The data shown below should all be retyped exactly.

##########

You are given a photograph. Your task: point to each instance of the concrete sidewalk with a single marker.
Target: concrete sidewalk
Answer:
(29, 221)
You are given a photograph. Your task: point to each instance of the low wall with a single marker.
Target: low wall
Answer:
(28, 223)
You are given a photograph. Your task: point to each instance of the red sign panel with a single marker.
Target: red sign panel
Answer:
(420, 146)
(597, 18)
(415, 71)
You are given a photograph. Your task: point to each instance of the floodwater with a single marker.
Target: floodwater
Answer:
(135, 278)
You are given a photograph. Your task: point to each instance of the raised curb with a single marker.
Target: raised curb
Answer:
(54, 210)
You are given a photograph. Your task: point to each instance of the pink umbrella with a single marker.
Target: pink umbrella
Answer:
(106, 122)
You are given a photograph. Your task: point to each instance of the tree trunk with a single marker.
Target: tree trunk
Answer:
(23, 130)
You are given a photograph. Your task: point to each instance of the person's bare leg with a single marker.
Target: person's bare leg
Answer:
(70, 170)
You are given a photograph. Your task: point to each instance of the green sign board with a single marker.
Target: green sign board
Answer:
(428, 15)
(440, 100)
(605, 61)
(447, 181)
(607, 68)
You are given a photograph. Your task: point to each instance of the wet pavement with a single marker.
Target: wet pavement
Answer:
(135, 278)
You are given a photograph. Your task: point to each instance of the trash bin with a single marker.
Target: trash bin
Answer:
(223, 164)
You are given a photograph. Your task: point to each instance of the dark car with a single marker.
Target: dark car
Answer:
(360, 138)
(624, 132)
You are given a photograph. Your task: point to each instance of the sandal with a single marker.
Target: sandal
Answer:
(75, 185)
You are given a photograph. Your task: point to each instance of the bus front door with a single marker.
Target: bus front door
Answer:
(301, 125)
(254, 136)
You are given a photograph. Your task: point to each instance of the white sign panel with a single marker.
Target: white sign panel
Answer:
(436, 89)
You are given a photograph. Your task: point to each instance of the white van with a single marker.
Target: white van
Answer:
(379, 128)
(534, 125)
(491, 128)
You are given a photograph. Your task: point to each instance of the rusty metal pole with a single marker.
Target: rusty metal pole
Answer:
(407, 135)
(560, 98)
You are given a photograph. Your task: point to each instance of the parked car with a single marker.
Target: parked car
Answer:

##########

**Answer box**
You are given a photograph. Your task: point to each instance of the concrete sidewalk with a single marker.
Target: concrete sidewalk
Answer:
(29, 221)
You are given a photograph. Your task: point to each instance of the low wall with a single marker.
Target: low wall
Answer:
(28, 223)
You are given a photograph. Your task: point to each instance of the red sign panel with a single marker.
Target: red sign panel
Answer:
(420, 146)
(597, 18)
(415, 71)
You are given a photograph. Your task: point to each instance of the floodwater with a single marker.
Target: floodwater
Answer:
(135, 278)
You are given a photograph. Your task: point to each instance of the raised curb with a single marker.
Target: raised curb
Answer:
(54, 210)
You are given a photograph. Your task: point to each instance of the pink umbrella with a single marker.
Target: pink umbrella
Answer:
(106, 122)
You are given a photograph. Your task: point to each instance of the tree trunk with a single marker.
Target: tree trunk
Answer:
(23, 130)
You are given a photograph. Your task: point to each instance of the person's bare leg with a single marker.
Target: person's bare leg
Answer:
(70, 170)
You are given a photograph. Your task: point to each instance of the green sign board with a single marker.
Target: green sign board
Answer:
(428, 15)
(440, 100)
(605, 61)
(447, 181)
(607, 68)
You are given a photograph. Your task: point to each instance of the wet pavement with a single marker.
Target: wet pavement
Answer:
(135, 278)
You are given a photograph. Your task: point to each instance of the trash bin with a single marker.
Target: trash bin
Answer:
(223, 164)
You are given a photograph. Your task: point to each instance of the dark car with a single marker.
Target: dark car
Answer:
(360, 138)
(624, 132)
You are given a photograph. Your task: point to each instance of the sandal with a single marker.
Target: sandal
Answer:
(75, 185)
You are given a photograph. Your task: point to each instance of the bus front door with a single marker.
Target: bus front door
Answer:
(301, 125)
(254, 136)
You are given a photograph. Your task: point to each instance of the white sign panel with a single marker.
Target: white sign panel
Answer:
(436, 89)
You are given a photograph. Your task: point to each instance of the white van with a single marker.
Target: white van
Answer:
(379, 128)
(534, 125)
(491, 128)
You are given a photograph. Your task: point to each instance of the rusty metal pole with a single marker.
Target: rusty metal pole
Answer:
(407, 135)
(560, 98)
You are given a photograph. Your task: point to each instance of the parked car with a single marker.
Target: parked car
Answer:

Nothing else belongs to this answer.